Assigned task ▸ Please set down exactly the lines of the listing below from the line containing "positive clicks: (309, 232) (250, 153)" through the line containing "negative clicks: (246, 244)", both lines included, leaving out all other lines.

Stored data ▸
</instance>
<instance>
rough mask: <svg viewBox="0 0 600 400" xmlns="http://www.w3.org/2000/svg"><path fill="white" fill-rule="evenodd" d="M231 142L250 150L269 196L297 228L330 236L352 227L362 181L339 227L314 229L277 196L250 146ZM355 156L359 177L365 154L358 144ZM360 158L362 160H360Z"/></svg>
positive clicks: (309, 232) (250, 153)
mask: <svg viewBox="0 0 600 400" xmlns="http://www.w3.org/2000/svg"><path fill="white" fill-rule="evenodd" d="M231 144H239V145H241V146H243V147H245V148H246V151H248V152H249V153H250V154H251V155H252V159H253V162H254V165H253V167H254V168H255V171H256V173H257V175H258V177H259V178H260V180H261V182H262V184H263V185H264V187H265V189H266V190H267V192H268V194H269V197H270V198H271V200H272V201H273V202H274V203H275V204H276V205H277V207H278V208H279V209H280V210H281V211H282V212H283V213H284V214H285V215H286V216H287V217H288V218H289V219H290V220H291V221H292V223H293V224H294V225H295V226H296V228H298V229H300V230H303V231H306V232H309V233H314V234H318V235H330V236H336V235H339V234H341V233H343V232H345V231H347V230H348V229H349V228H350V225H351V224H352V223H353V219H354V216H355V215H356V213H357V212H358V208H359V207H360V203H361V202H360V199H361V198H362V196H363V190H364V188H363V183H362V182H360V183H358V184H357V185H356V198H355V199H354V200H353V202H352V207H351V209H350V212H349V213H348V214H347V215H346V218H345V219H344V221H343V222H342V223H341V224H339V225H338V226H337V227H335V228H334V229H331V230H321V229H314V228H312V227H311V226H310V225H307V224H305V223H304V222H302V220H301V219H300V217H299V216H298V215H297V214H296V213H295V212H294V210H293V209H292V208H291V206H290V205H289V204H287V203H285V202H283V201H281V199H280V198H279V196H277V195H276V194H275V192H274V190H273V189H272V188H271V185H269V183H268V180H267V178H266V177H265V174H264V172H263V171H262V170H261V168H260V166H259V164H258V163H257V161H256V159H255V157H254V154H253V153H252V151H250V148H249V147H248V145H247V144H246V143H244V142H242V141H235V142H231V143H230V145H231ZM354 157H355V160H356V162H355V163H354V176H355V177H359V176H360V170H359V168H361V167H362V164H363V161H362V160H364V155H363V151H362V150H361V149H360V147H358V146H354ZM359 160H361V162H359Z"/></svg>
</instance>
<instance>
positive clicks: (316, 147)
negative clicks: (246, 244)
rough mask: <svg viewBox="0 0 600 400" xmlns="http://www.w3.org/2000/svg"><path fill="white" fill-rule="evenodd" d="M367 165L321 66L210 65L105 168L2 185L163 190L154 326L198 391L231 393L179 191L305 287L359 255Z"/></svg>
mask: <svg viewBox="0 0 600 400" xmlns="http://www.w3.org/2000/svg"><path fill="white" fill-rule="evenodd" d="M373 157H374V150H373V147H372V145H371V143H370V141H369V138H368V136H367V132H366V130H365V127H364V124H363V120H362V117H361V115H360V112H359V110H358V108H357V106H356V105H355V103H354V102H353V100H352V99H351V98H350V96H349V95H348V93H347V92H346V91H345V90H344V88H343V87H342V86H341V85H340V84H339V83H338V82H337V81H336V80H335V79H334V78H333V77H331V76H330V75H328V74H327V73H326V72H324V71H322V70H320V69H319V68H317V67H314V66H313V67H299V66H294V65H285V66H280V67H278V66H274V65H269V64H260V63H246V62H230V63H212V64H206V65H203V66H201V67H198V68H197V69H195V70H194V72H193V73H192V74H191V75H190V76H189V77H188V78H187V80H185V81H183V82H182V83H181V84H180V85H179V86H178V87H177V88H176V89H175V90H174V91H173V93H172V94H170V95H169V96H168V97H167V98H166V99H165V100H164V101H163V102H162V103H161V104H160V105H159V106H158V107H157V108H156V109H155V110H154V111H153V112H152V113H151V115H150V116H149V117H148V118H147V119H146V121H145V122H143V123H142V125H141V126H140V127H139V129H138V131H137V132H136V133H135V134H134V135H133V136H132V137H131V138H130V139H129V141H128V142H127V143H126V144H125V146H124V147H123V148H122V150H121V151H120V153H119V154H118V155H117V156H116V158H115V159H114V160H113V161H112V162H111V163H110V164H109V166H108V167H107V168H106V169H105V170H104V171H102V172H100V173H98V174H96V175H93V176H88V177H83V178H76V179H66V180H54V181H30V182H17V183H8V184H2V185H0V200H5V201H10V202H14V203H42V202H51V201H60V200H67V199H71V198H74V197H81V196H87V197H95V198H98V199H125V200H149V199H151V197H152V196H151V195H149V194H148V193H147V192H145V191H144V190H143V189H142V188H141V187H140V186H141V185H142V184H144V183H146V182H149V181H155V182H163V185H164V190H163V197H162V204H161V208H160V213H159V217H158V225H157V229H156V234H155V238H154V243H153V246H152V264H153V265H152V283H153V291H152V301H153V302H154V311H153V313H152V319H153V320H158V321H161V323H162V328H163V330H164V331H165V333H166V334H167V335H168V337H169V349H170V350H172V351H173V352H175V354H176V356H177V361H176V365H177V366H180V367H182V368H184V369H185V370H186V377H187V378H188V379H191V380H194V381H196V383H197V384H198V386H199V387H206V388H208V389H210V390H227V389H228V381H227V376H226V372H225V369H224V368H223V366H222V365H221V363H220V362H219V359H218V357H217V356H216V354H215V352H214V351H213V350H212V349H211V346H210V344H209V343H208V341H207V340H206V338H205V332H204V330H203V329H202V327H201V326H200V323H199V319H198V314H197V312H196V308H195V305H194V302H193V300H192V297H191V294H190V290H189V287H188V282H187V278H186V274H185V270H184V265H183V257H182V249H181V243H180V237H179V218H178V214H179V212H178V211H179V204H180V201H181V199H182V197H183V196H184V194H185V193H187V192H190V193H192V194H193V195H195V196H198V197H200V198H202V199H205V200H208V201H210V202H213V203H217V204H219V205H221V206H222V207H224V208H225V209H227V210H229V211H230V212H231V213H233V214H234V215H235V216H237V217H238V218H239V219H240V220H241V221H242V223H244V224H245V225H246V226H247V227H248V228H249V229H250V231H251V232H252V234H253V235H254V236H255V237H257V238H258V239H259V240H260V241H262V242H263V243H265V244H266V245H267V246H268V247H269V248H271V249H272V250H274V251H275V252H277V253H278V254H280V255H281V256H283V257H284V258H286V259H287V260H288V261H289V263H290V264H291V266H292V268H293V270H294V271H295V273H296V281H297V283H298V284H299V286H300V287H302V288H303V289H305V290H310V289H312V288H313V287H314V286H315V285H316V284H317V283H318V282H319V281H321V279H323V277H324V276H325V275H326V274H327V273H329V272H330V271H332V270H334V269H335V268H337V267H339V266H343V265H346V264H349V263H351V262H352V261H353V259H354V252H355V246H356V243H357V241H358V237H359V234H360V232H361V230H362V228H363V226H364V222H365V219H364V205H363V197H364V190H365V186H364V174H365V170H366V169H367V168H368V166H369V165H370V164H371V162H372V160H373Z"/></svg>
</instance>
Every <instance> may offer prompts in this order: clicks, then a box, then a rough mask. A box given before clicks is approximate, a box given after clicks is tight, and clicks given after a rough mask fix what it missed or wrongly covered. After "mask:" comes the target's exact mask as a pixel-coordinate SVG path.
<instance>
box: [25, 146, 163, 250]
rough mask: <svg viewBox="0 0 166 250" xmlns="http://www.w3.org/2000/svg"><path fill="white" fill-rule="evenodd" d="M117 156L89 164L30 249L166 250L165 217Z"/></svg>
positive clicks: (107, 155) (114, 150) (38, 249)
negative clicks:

The answer ▸
positive clicks: (309, 232) (250, 153)
mask: <svg viewBox="0 0 600 400" xmlns="http://www.w3.org/2000/svg"><path fill="white" fill-rule="evenodd" d="M231 144H239V145H241V146H243V147H245V148H246V151H248V152H249V153H250V154H251V155H252V159H253V162H254V165H253V167H254V168H255V171H256V173H257V175H258V177H259V178H260V180H261V182H262V184H263V185H264V187H265V189H266V190H267V192H268V194H269V197H270V198H271V200H272V201H273V202H274V203H275V204H276V205H277V207H278V208H279V209H280V210H281V211H282V212H283V213H284V214H285V215H286V216H287V217H288V218H289V219H290V220H291V221H292V223H293V224H294V225H295V226H296V228H298V229H300V230H303V231H306V232H309V233H314V234H318V235H330V236H336V235H339V234H341V233H343V232H345V231H347V230H348V229H349V228H350V225H351V224H352V223H353V219H354V216H355V215H356V213H357V212H358V208H359V207H360V203H361V202H360V199H361V198H362V196H363V190H364V188H363V183H362V182H360V183H358V184H357V185H356V198H355V199H354V200H353V202H352V207H351V209H350V212H349V213H348V214H347V215H346V218H345V219H344V221H343V222H342V223H341V224H339V225H338V226H337V227H335V228H334V229H331V230H321V229H314V228H312V227H311V226H310V225H307V224H305V223H304V222H302V220H301V219H300V217H299V216H298V215H297V214H296V213H295V212H294V210H293V209H292V208H291V206H290V205H289V204H287V203H285V202H283V201H281V199H280V198H279V196H277V195H276V194H275V192H274V190H273V189H272V188H271V185H269V183H268V180H267V178H266V177H265V174H264V172H263V171H262V170H261V168H260V166H259V164H258V163H257V161H256V159H255V157H254V154H253V153H252V151H250V148H249V147H248V145H247V144H246V143H244V142H242V141H235V142H231V143H230V145H231ZM354 157H355V160H356V162H355V163H354V176H355V177H359V176H360V170H359V168H361V167H362V164H363V161H362V160H364V155H363V151H362V150H361V149H360V147H358V146H354ZM359 160H361V162H359Z"/></svg>
</instance>
<instance>
positive clicks: (316, 147)
negative clicks: (246, 244)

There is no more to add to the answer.